* WHAT THIS EXERCISE ASKS
- A) Summarize the Ruby text in two sentences.
- B) Please write out the Ruby text from "A Time type" up to and including "we call sum().", swapping "declare" for "define".

+++ TEXT

Preliminaries. Before we delve into multithreading in Ruby, let's first look at some of the details of how array_sum.rb is doing what it does.

Command-Line Arguments in Ruby. Ruby programs have a built-in array constant named ARGV, that provides access to any command-line arguments. In particular:

ARGV.length provides the number of arguments specified on the command-line. Note that unlike C/C++, Ruby does not count the name of the program as one of the arguments.
ARGV[i] can be used to retrieve a String containing the command-line argument whose index is i. Ruby's array indices begin with 0.

Find where each of these are used in array_sum.rb and make certain you understand how they are being used before proceeding.

Reading the Numbers. Ruby provides dynamic arrays, which our readFile function uses to store the values it reads from the input file. Our approach is a bit unusual though: instead of reading the file line by line into an integer array, we first use Ruby's IO.readlines() method to read all of the lines from the file into a variable named strArray. Then, since the first line of the input file contains the number of values to be processed, the first item in strArray is the number of integers we need to store, so we use that information to allocate an array named intArray that is the correct size. Once we have our intArray allocated, we use a for loop to convert the remaining strings in strArray into integers, which we store in intArray. The function then lists intArray as its final value, making it the readFile function's return value.

This use of two arrays may seem crazy, but in our experiments, this approach was ten times faster than using a single array and reading the values one at a time! Ruby's IO.readlines method is apparently optimized to minimize the disk I/O, which provides a huge performance boost compared to doing the I/O line-by-line.

Note that unlike C/C++, Ruby provides garbage collection, so we need not worry about memory leaks; Ruby will reclaim the memory of these dynamic arrays for us when they are no longer needed.

Timing the Operation

To determine the execution time of function sum(), we can use Ruby's Time class, which (among other things) provides:

A Time type representing the current date and time.
The now method, which returns the current time. We use it to declare variables in which to store the times before and after we call sum().
The - operator, which lets us compute the difference of two Time values.
The to_f method that, sent to a Time object, converts it to a floating point (real) number.

Find each of these features in the program and make sure that you understand how and why they are being used before continuing.

Multithreading in Ruby. Ruby provides a Thread class, to which we can pass a block containing the instructions we want that thread to perform.

Begin by making a copy of array_sum.rb and name the copy threaded_array_sum.rb. Then open threaded_array_sum.rb and customize its opening documentation, the name of the program, etc.

++++++
+++ EXTRACTED MATERIAL

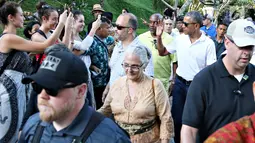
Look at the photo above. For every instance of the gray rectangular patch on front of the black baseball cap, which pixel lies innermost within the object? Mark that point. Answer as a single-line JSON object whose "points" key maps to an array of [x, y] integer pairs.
{"points": [[50, 63]]}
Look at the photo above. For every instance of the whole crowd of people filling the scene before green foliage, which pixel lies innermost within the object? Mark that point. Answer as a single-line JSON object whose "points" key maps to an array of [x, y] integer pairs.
{"points": [[184, 80]]}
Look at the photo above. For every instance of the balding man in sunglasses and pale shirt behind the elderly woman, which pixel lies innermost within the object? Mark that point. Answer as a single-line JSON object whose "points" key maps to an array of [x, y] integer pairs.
{"points": [[125, 31]]}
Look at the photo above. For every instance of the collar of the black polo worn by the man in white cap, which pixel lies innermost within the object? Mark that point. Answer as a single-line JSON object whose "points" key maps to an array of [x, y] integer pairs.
{"points": [[224, 72]]}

++++++

* RESPONSES BY TASK
- A) The Ruby text explains that Ruby's ARGV array gives access to command-line arguments, and that the readFile function reads every line of the input file with IO.readlines() before converting the strings into an integer array, an approach found to be ten times faster than reading values one at a time. It then describes using Ruby's Time class to time the sum() function and introduces the Thread class, which takes a block of instructions for a thread to perform.

- B)
A Time type representing the current date and time.
The now method, which returns the current time. We use it to define variables in which to store the times before and after we call sum().